**Task prompt:** Copy out all of the data below with no alterations.

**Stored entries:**
---------------
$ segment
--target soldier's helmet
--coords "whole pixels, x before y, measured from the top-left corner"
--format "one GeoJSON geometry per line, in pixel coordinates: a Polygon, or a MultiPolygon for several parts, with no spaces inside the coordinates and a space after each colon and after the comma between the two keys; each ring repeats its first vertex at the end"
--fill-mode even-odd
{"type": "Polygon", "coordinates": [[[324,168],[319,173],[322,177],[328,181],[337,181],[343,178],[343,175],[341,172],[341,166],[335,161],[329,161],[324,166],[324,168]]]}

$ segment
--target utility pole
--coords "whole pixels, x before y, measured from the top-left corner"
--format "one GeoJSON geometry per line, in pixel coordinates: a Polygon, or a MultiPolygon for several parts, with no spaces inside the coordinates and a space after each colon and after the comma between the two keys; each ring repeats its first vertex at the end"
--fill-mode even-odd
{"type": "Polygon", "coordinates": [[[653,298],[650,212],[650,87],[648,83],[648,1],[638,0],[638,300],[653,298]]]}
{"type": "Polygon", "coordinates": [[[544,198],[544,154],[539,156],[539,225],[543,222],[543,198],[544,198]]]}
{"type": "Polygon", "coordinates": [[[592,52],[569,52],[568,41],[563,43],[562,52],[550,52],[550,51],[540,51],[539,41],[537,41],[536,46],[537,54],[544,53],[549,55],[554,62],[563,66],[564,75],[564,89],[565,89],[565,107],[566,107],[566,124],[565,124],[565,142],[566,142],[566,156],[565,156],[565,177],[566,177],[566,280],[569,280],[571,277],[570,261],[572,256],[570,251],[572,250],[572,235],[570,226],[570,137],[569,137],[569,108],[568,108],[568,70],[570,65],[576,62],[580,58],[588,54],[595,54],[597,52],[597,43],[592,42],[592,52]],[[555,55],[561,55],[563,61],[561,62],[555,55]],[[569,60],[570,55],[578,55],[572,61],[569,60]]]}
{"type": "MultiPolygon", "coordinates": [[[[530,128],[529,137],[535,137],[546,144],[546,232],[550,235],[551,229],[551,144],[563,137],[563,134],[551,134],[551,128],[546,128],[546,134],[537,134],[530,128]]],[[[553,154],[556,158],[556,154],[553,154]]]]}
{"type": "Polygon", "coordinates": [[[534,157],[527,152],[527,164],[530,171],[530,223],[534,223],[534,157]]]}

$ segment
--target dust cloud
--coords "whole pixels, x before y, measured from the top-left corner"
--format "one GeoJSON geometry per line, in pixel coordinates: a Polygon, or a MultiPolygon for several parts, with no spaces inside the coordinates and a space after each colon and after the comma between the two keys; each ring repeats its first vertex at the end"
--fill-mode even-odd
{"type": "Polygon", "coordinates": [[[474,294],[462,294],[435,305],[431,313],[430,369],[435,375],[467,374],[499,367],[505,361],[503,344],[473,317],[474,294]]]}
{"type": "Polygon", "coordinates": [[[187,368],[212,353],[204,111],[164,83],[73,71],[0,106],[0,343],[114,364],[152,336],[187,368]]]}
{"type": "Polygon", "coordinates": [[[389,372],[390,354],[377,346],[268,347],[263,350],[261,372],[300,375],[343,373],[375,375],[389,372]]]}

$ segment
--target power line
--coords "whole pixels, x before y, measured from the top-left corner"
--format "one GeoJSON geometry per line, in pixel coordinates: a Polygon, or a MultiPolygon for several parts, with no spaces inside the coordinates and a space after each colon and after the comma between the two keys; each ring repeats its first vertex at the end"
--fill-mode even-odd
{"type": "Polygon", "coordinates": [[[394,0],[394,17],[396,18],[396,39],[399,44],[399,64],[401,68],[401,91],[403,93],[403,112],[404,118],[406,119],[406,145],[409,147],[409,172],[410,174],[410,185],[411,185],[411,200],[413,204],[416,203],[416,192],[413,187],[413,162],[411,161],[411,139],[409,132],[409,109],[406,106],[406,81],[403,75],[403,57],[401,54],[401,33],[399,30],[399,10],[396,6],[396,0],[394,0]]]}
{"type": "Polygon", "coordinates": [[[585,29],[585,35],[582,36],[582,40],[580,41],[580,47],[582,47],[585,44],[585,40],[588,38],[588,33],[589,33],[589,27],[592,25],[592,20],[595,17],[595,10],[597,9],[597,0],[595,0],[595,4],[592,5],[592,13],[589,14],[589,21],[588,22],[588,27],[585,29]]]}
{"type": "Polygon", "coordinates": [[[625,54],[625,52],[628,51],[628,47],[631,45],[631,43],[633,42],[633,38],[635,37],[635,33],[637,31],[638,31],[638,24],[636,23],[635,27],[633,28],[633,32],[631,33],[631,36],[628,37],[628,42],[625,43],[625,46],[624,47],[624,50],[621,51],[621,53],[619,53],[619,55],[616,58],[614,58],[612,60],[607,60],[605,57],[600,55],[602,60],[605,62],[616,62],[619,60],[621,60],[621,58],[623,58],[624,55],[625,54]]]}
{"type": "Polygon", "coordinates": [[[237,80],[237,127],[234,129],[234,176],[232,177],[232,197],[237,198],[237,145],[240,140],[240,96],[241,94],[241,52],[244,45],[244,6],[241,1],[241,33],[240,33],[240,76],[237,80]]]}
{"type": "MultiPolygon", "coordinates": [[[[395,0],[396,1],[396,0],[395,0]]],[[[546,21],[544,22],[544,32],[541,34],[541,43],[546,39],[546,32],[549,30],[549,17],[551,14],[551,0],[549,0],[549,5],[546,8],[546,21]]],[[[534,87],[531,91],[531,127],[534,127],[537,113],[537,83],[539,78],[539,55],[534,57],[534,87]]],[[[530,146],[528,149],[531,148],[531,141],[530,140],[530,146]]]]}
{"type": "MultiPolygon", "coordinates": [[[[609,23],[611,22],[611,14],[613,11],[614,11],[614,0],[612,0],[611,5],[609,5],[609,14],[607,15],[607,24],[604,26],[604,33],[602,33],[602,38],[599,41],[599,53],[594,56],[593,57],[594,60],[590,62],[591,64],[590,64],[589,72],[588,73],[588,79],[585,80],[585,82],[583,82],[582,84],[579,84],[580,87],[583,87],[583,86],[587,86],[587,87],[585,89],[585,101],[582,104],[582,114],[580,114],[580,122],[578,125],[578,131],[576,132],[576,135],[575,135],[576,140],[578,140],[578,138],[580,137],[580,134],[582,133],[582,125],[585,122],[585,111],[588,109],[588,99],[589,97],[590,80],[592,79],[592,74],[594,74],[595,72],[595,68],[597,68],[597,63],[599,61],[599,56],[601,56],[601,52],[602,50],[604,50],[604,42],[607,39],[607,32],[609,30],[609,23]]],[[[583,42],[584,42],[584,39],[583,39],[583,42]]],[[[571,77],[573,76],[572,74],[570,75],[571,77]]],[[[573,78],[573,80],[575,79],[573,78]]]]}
---------------
**Reply:**
$ segment
--target soldier's helmet
--coords "whole pixels, x before y, measured from the top-left corner"
--format "one GeoJSON geometry per line, in pixel coordinates: a Polygon, or a MultiPolygon for several parts, with no spaces inside the coordinates and a space after each colon and after the comma between the two keys; each ring repeats its first vertex at the end"
--fill-mode even-odd
{"type": "Polygon", "coordinates": [[[324,168],[319,173],[322,177],[328,181],[337,181],[343,178],[343,175],[341,172],[341,166],[335,161],[329,161],[324,166],[324,168]]]}

$ segment
--target utility pole
--coords "whole pixels, x before y, measured from the top-left corner"
--format "one GeoJSON geometry per line, in pixel coordinates: a Polygon, or a MultiPolygon for several parts, with no spaces inside the coordinates and a space after each colon and after the comma between the two keys; each ring repeats its first vertex at the end"
--fill-mode even-odd
{"type": "Polygon", "coordinates": [[[653,298],[650,212],[650,87],[648,83],[648,1],[638,0],[638,300],[653,298]]]}
{"type": "Polygon", "coordinates": [[[544,198],[544,154],[539,156],[539,225],[543,222],[543,198],[544,198]]]}
{"type": "Polygon", "coordinates": [[[592,52],[569,52],[568,41],[563,43],[562,52],[550,52],[550,51],[540,51],[539,41],[537,41],[536,46],[537,54],[544,53],[549,55],[554,62],[563,66],[564,75],[564,89],[565,89],[565,107],[566,107],[566,124],[565,124],[565,142],[566,142],[566,156],[565,156],[565,177],[566,177],[566,280],[569,280],[571,277],[570,261],[572,256],[570,251],[572,250],[572,235],[570,226],[570,137],[569,137],[569,108],[568,108],[568,70],[570,65],[576,62],[580,58],[588,54],[595,54],[597,52],[597,43],[592,42],[592,52]],[[555,55],[561,55],[563,61],[561,62],[555,55]],[[569,60],[570,55],[578,55],[572,61],[569,60]]]}
{"type": "MultiPolygon", "coordinates": [[[[530,128],[529,137],[535,137],[546,144],[546,232],[550,235],[551,229],[551,144],[563,137],[563,134],[551,134],[551,128],[546,128],[546,134],[537,134],[530,128]]],[[[553,154],[556,158],[556,154],[553,154]]]]}
{"type": "Polygon", "coordinates": [[[534,157],[527,152],[527,164],[530,171],[530,223],[534,223],[534,157]]]}

$ segment
--target dust cloud
--coords "whole pixels, x before y, measured from the top-left corner"
--format "one GeoJSON geometry per line, in pixel coordinates: a Polygon, or a MultiPolygon for several parts, with no spaces inside the coordinates and a space after each colon and after the comma between the two keys; each ring repeats its first vertex at the end"
--fill-mode even-odd
{"type": "Polygon", "coordinates": [[[474,294],[462,294],[435,305],[431,313],[430,369],[435,375],[467,374],[499,367],[505,361],[503,344],[473,317],[474,294]]]}
{"type": "Polygon", "coordinates": [[[187,368],[212,353],[204,111],[164,83],[73,71],[0,106],[0,343],[114,364],[152,336],[187,368]]]}
{"type": "Polygon", "coordinates": [[[389,372],[390,354],[377,346],[268,347],[263,350],[261,372],[300,375],[343,373],[375,375],[389,372]]]}

$ segment
--target power line
--coords "whole pixels, x before y, measured from the top-left corner"
--format "one GeoJSON geometry per line, in pixel coordinates: a Polygon, or a MultiPolygon for several parts, with no spaces inside the coordinates and a space after each colon and after the comma between the two keys; each ring repeats its first vertex at the end"
--fill-mode even-odd
{"type": "Polygon", "coordinates": [[[394,0],[394,17],[396,18],[396,39],[399,44],[399,64],[401,68],[401,91],[403,93],[403,112],[404,118],[406,119],[406,145],[409,147],[409,172],[410,174],[410,185],[411,185],[411,200],[413,204],[416,203],[416,192],[413,187],[413,162],[411,161],[411,139],[409,132],[409,109],[406,106],[406,81],[403,75],[403,57],[401,54],[401,33],[399,30],[399,10],[396,6],[396,0],[394,0]]]}
{"type": "Polygon", "coordinates": [[[585,29],[585,35],[582,36],[582,40],[580,41],[580,47],[582,47],[585,44],[585,40],[588,38],[588,33],[589,33],[589,27],[592,25],[592,20],[595,17],[595,10],[597,9],[597,0],[595,0],[595,4],[592,5],[592,13],[589,14],[589,21],[588,22],[588,27],[585,29]]]}
{"type": "Polygon", "coordinates": [[[625,54],[625,52],[628,51],[628,47],[631,45],[631,43],[633,42],[633,38],[635,37],[635,33],[637,31],[638,31],[638,24],[636,23],[635,27],[633,28],[633,32],[631,33],[631,36],[628,37],[628,42],[625,43],[625,46],[624,47],[624,50],[621,51],[621,53],[619,53],[619,55],[616,58],[614,58],[612,60],[607,60],[605,57],[600,55],[602,60],[605,62],[616,62],[619,60],[621,60],[621,58],[623,58],[624,55],[625,54]]]}
{"type": "Polygon", "coordinates": [[[237,80],[237,127],[234,129],[234,176],[232,177],[232,197],[237,198],[237,145],[240,140],[240,96],[241,94],[241,52],[244,45],[244,6],[241,1],[241,33],[240,33],[240,76],[237,80]]]}
{"type": "MultiPolygon", "coordinates": [[[[395,0],[396,1],[396,0],[395,0]]],[[[546,21],[544,22],[544,32],[541,34],[541,43],[546,39],[546,32],[549,30],[549,17],[551,14],[551,0],[549,0],[549,5],[546,8],[546,21]]],[[[534,87],[531,91],[531,127],[534,127],[537,113],[537,83],[539,78],[539,55],[534,57],[534,87]]],[[[530,146],[528,149],[531,148],[531,141],[530,140],[530,146]]]]}
{"type": "MultiPolygon", "coordinates": [[[[609,23],[611,22],[611,14],[613,11],[614,11],[614,0],[612,0],[611,5],[609,5],[609,14],[607,15],[607,24],[604,26],[604,33],[602,33],[602,38],[599,41],[599,53],[594,56],[593,57],[594,60],[590,62],[591,64],[590,64],[589,72],[588,73],[588,79],[585,80],[585,82],[583,82],[582,84],[579,84],[580,87],[583,87],[583,86],[587,86],[587,87],[585,89],[585,101],[582,104],[582,114],[580,114],[580,122],[578,125],[578,131],[576,132],[576,135],[575,135],[576,140],[578,140],[578,138],[580,137],[580,134],[582,133],[582,125],[585,122],[585,111],[588,109],[588,99],[589,97],[590,80],[592,79],[592,74],[594,74],[595,72],[595,68],[597,68],[597,63],[599,61],[599,56],[601,56],[601,52],[602,50],[604,50],[604,42],[607,39],[607,32],[609,30],[609,23]]],[[[583,42],[584,42],[584,39],[583,39],[583,42]]],[[[571,77],[573,76],[572,74],[570,75],[571,77]]],[[[573,78],[573,80],[575,79],[573,78]]]]}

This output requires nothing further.